::: DATA FOR THIS TASK
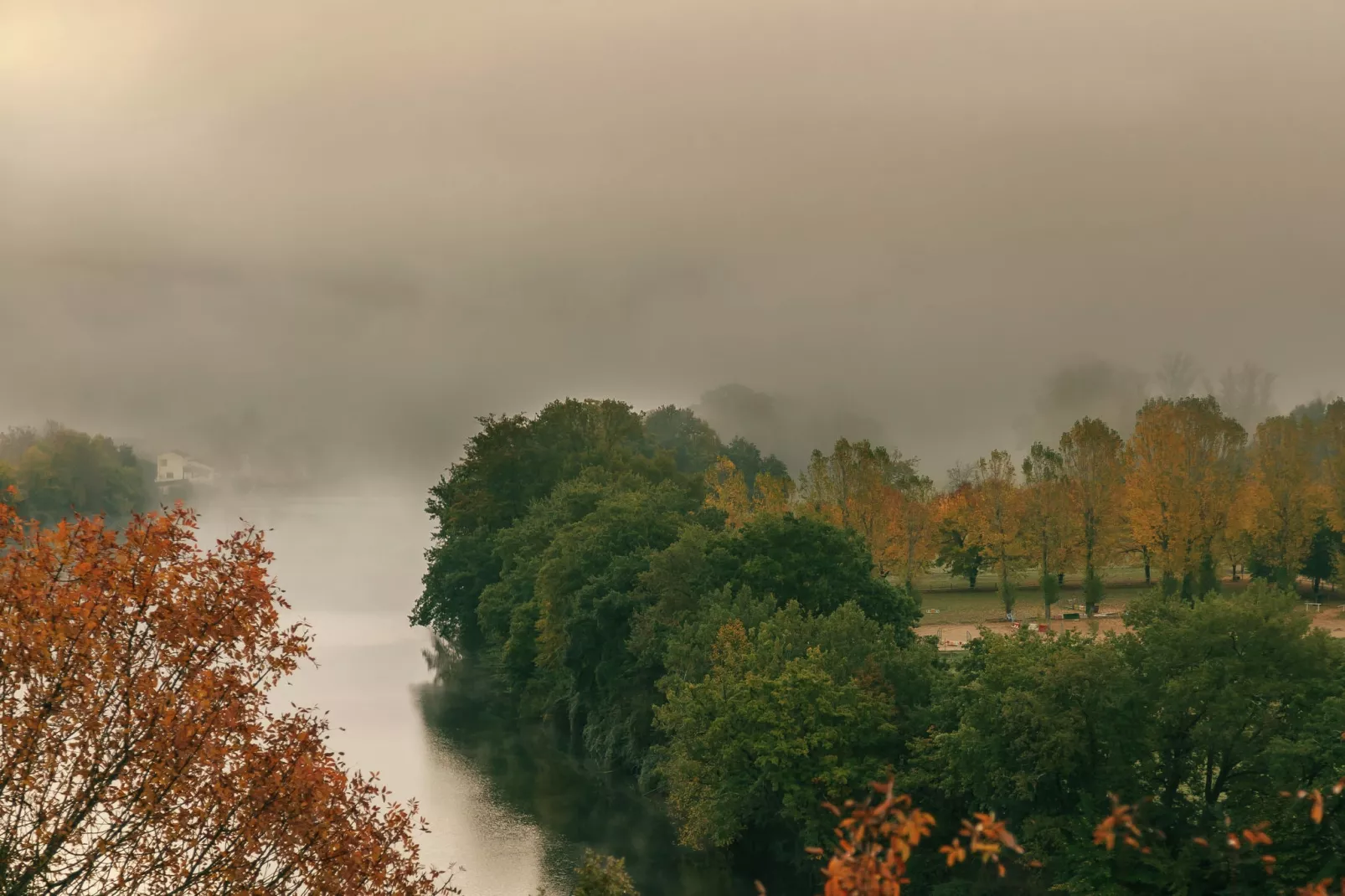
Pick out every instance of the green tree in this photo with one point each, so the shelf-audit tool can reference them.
(798, 711)
(958, 554)
(1094, 468)
(1322, 554)
(61, 471)
(508, 466)
(603, 876)
(1047, 519)
(693, 443)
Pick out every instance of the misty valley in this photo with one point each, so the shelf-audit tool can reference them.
(641, 658)
(697, 448)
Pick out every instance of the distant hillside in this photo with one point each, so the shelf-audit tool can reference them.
(58, 471)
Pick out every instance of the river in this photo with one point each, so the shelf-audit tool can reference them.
(505, 805)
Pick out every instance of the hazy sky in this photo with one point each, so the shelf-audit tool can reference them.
(366, 222)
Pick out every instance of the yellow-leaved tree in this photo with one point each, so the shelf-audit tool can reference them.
(1180, 486)
(1281, 499)
(914, 519)
(1094, 471)
(856, 486)
(728, 490)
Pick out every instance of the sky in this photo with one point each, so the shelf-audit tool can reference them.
(348, 229)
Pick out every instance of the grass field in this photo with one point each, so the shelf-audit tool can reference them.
(949, 601)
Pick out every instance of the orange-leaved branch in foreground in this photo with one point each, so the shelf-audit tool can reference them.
(137, 749)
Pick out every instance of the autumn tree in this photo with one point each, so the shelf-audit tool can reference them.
(729, 492)
(1181, 481)
(1092, 471)
(994, 518)
(1281, 499)
(912, 510)
(853, 487)
(1332, 439)
(140, 752)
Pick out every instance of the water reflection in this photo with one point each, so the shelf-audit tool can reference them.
(575, 805)
(502, 800)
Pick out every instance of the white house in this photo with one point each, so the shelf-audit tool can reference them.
(175, 467)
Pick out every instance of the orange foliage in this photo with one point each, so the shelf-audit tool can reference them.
(1181, 481)
(876, 844)
(137, 749)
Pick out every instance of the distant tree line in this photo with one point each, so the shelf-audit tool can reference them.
(58, 471)
(747, 646)
(1187, 494)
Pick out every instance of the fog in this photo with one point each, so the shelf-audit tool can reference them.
(338, 230)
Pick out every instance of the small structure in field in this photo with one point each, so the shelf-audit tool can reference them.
(177, 468)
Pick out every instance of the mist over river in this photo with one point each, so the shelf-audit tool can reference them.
(505, 803)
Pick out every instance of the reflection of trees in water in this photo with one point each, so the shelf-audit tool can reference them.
(575, 803)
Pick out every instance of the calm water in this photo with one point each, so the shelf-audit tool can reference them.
(503, 802)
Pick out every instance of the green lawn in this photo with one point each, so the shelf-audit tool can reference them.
(947, 600)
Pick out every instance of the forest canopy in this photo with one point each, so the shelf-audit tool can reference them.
(58, 471)
(745, 645)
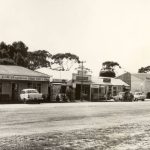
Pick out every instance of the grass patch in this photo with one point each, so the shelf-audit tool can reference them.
(124, 137)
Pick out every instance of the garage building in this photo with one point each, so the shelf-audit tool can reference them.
(15, 78)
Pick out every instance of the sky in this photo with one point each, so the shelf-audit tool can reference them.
(95, 30)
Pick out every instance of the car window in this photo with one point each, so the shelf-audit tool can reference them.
(22, 92)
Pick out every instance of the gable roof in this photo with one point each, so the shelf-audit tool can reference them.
(67, 75)
(141, 76)
(99, 80)
(19, 71)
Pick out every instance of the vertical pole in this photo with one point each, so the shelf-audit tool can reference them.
(81, 95)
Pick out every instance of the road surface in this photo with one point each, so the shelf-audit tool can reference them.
(26, 119)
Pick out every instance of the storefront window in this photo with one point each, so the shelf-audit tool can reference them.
(0, 88)
(29, 85)
(39, 88)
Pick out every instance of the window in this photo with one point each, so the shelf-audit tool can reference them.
(0, 88)
(39, 88)
(29, 85)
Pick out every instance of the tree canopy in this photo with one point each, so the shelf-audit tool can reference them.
(14, 54)
(38, 59)
(144, 69)
(108, 69)
(64, 61)
(17, 54)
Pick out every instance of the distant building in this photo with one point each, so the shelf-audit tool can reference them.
(137, 81)
(82, 82)
(15, 78)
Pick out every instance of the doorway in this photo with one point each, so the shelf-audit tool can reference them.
(15, 92)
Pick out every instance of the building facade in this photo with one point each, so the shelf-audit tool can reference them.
(15, 78)
(139, 82)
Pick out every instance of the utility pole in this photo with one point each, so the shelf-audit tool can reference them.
(82, 67)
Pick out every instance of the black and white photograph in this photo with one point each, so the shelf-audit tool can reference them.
(74, 75)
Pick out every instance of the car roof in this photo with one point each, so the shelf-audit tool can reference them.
(28, 89)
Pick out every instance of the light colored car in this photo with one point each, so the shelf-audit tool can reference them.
(119, 96)
(30, 95)
(139, 96)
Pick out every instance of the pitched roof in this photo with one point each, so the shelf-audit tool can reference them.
(67, 75)
(19, 71)
(99, 80)
(141, 76)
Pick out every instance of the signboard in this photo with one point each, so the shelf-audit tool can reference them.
(94, 86)
(80, 78)
(107, 80)
(11, 77)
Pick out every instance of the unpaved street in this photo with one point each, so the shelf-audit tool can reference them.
(123, 118)
(30, 118)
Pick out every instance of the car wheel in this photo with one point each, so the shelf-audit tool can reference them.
(24, 101)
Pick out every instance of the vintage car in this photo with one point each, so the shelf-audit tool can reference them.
(139, 96)
(30, 95)
(119, 96)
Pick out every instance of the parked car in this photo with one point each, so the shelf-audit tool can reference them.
(119, 96)
(139, 96)
(31, 95)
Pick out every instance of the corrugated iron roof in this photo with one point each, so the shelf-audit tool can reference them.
(20, 71)
(99, 80)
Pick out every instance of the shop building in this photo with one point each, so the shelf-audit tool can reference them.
(96, 88)
(15, 78)
(139, 82)
(103, 88)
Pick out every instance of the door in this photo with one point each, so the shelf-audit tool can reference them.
(15, 92)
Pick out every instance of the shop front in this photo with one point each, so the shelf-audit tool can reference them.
(15, 78)
(103, 88)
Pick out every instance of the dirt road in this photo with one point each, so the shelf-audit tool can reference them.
(25, 119)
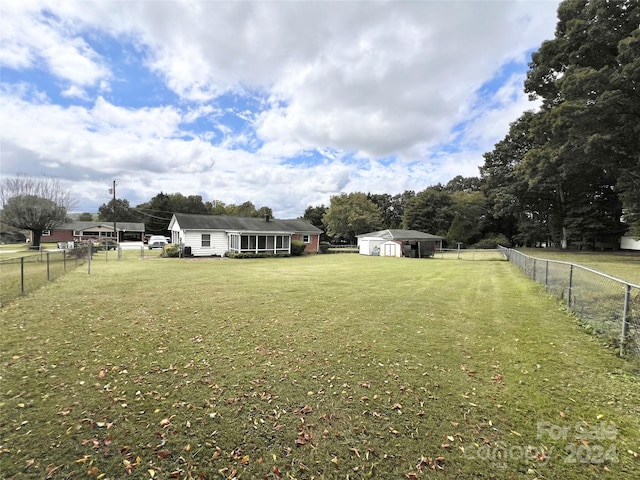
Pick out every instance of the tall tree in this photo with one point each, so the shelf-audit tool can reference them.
(587, 78)
(34, 204)
(429, 211)
(351, 214)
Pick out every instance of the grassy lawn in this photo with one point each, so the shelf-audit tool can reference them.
(622, 265)
(327, 366)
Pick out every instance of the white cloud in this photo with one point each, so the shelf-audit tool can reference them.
(351, 82)
(31, 36)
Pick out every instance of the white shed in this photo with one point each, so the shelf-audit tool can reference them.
(369, 246)
(411, 243)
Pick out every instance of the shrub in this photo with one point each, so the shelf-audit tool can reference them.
(298, 247)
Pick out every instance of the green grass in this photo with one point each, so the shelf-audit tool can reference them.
(622, 265)
(327, 366)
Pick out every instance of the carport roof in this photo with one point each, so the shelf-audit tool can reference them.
(402, 235)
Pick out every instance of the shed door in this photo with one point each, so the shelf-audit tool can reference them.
(390, 249)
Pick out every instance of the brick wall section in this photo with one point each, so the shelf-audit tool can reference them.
(311, 247)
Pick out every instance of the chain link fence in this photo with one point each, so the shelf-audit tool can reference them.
(605, 305)
(23, 274)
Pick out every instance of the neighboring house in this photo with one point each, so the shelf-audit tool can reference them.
(209, 235)
(397, 243)
(69, 232)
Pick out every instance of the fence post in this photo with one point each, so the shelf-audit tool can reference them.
(546, 273)
(625, 321)
(21, 274)
(570, 285)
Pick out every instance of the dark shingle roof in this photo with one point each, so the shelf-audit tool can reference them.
(405, 235)
(189, 221)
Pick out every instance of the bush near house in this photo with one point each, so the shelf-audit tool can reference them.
(297, 247)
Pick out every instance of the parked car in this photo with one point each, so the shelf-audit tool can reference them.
(157, 241)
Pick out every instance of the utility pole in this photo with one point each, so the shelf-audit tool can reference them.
(113, 190)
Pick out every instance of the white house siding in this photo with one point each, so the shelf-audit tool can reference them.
(391, 249)
(219, 243)
(629, 243)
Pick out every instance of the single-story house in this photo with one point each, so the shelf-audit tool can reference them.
(69, 232)
(209, 235)
(396, 243)
(629, 243)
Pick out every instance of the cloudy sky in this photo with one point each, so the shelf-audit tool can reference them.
(280, 103)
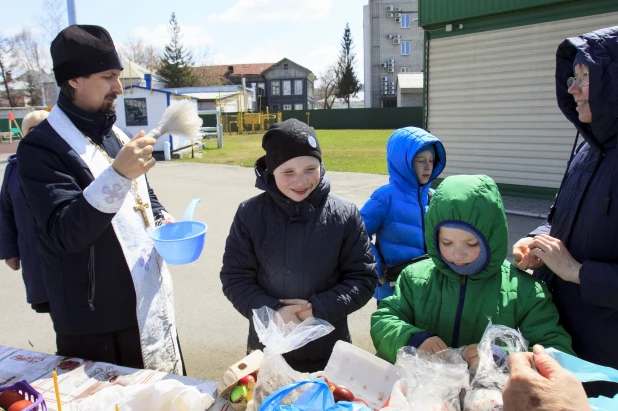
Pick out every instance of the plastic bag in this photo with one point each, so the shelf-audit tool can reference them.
(585, 372)
(497, 342)
(430, 382)
(315, 397)
(279, 338)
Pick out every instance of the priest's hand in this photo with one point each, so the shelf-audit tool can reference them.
(13, 262)
(135, 158)
(293, 309)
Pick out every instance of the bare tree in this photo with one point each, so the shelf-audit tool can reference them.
(29, 58)
(143, 54)
(327, 87)
(54, 18)
(6, 68)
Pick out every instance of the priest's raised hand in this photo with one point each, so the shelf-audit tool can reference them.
(135, 158)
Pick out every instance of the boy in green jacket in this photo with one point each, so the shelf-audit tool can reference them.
(446, 300)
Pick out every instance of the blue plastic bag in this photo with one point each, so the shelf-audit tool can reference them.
(316, 398)
(585, 372)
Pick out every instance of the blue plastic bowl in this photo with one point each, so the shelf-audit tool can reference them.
(181, 242)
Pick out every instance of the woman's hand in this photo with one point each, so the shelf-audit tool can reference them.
(295, 310)
(554, 254)
(522, 258)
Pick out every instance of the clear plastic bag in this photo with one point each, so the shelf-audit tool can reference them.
(497, 343)
(279, 338)
(430, 382)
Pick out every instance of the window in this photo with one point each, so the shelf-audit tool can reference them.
(287, 87)
(275, 86)
(405, 48)
(135, 111)
(298, 87)
(405, 21)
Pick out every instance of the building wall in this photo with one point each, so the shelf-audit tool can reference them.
(156, 103)
(380, 49)
(292, 73)
(492, 101)
(408, 98)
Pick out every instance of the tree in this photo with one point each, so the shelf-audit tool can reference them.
(54, 18)
(28, 55)
(143, 54)
(176, 62)
(327, 87)
(348, 84)
(5, 68)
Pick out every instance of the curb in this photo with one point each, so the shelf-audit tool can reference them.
(526, 214)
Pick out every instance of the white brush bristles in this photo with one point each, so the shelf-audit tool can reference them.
(179, 119)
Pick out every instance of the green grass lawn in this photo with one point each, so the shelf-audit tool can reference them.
(360, 151)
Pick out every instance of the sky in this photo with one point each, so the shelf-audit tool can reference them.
(307, 32)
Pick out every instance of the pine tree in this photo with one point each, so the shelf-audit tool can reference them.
(348, 84)
(176, 62)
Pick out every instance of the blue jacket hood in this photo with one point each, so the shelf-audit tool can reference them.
(401, 148)
(600, 49)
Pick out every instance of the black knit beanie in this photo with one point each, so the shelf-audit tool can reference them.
(80, 50)
(288, 139)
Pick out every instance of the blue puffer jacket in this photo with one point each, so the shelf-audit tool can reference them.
(18, 236)
(395, 211)
(585, 214)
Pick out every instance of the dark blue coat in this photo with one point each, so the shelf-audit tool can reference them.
(585, 214)
(83, 257)
(316, 250)
(18, 235)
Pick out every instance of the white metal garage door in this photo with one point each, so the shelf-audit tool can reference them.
(492, 101)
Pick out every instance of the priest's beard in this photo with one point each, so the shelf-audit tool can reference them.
(107, 107)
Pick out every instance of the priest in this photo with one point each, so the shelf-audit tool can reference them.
(85, 181)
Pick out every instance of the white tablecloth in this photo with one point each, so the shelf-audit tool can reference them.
(78, 378)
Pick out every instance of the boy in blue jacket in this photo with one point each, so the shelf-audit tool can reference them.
(395, 212)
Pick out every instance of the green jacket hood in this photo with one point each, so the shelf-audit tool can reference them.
(475, 200)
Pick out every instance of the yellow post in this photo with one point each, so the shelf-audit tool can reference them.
(131, 77)
(241, 127)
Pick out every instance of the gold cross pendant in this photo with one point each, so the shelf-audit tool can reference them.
(141, 207)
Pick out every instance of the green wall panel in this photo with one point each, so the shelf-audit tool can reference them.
(360, 118)
(564, 10)
(445, 11)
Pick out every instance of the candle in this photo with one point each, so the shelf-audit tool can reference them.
(55, 377)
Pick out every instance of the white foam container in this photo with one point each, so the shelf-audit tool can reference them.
(366, 375)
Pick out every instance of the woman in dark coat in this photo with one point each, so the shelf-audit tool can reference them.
(18, 235)
(576, 250)
(296, 248)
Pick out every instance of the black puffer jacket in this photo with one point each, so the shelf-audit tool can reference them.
(317, 250)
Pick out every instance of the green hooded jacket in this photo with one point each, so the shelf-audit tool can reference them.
(431, 299)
::::::
EXERCISE INSTRUCTIONS =
Find the line containing "Pick out every instance of the candle" in the material above. Print it and every line after it through the end, exactly and only those.

SOLVED EXERCISE =
Pick out every instance of the candle in this photo with one point each, so the shelf-audit tool can reference them.
(55, 377)
Pick out every instance of the white foam container in this photo with one point each, so the shelf-audit tool can reference them.
(366, 375)
Pick out every instance of the woman in dark coat in this photo with one point each, so the shelf-audit tool can reference them.
(18, 235)
(576, 250)
(296, 248)
Pick out every instance of the black puffer jacket in this photo with one point each, so the shelf-audit tool can reference them.
(317, 250)
Pick out every instance of the green hooded jacket in this photo with one point each, so the shelf-audit tool can reference them.
(431, 299)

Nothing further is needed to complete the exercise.